» TASK DESCRIPTION: Put the data into a Markdown table, starting at the line containing "the bicycle wheel." and ending at the last line of the data. Use a Row column for the row number and a Line column for the line itself, and omit blank lines.

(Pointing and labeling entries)
## begin

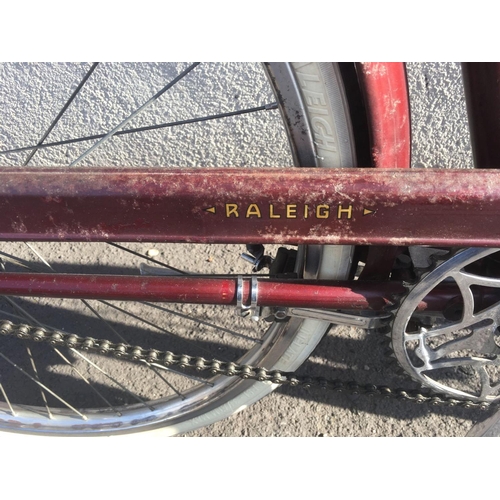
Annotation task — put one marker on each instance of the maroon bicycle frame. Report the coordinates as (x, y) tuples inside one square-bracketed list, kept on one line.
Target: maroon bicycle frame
[(380, 206)]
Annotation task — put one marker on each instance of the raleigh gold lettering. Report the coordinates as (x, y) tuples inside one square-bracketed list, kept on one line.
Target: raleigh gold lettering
[(341, 211), (322, 212), (232, 209), (291, 211), (272, 215), (253, 209)]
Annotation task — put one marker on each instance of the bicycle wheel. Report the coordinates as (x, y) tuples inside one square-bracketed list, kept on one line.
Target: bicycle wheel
[(45, 390)]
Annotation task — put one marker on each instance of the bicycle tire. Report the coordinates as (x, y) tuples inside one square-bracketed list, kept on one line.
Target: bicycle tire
[(285, 345)]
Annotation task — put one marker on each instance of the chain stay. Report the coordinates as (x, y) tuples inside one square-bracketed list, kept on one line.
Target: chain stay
[(216, 367)]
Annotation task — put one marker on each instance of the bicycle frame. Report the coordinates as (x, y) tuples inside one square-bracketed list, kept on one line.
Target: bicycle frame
[(308, 206)]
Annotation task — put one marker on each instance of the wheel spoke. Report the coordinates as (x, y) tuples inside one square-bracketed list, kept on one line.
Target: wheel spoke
[(44, 387), (265, 107), (7, 400), (109, 326), (139, 110), (137, 254), (202, 322), (154, 325), (107, 375), (59, 115), (86, 380)]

## end

» RESULT OF THE TASK:
| Row | Line |
|---|---|
| 1 | Annotation task — put one marker on each instance of the bicycle wheel. Report the coordinates as (x, y) tuples inside one square-bracketed list, kept on one line. |
| 2 | Target: bicycle wheel |
| 3 | [(45, 390)] |
| 4 | Annotation task — put one marker on each instance of the bicycle tire. Report the coordinates as (x, y) tuples inside one square-bracketed list, kept on one line. |
| 5 | Target: bicycle tire |
| 6 | [(285, 345)] |
| 7 | Annotation task — put one marker on each instance of the chain stay. Report the coordinates as (x, y) tuples inside one square-bracketed list, kept on one line. |
| 8 | Target: chain stay |
| 9 | [(216, 367)] |
| 10 | Annotation task — put one marker on each instance of the bicycle frame. Report the coordinates as (x, y) tuples inside one square-bracketed list, kept on one line. |
| 11 | Target: bicycle frame |
| 12 | [(308, 206)] |
| 13 | Annotation task — put one marker on each instance of the wheel spoke. Report the coordinates as (x, y) tuples inside one square-bracketed list, kept on one line. |
| 14 | Target: wheel spoke |
| 15 | [(44, 387), (265, 107), (7, 400), (109, 326), (139, 110), (137, 254), (202, 322), (154, 325), (107, 375), (59, 115), (86, 380)] |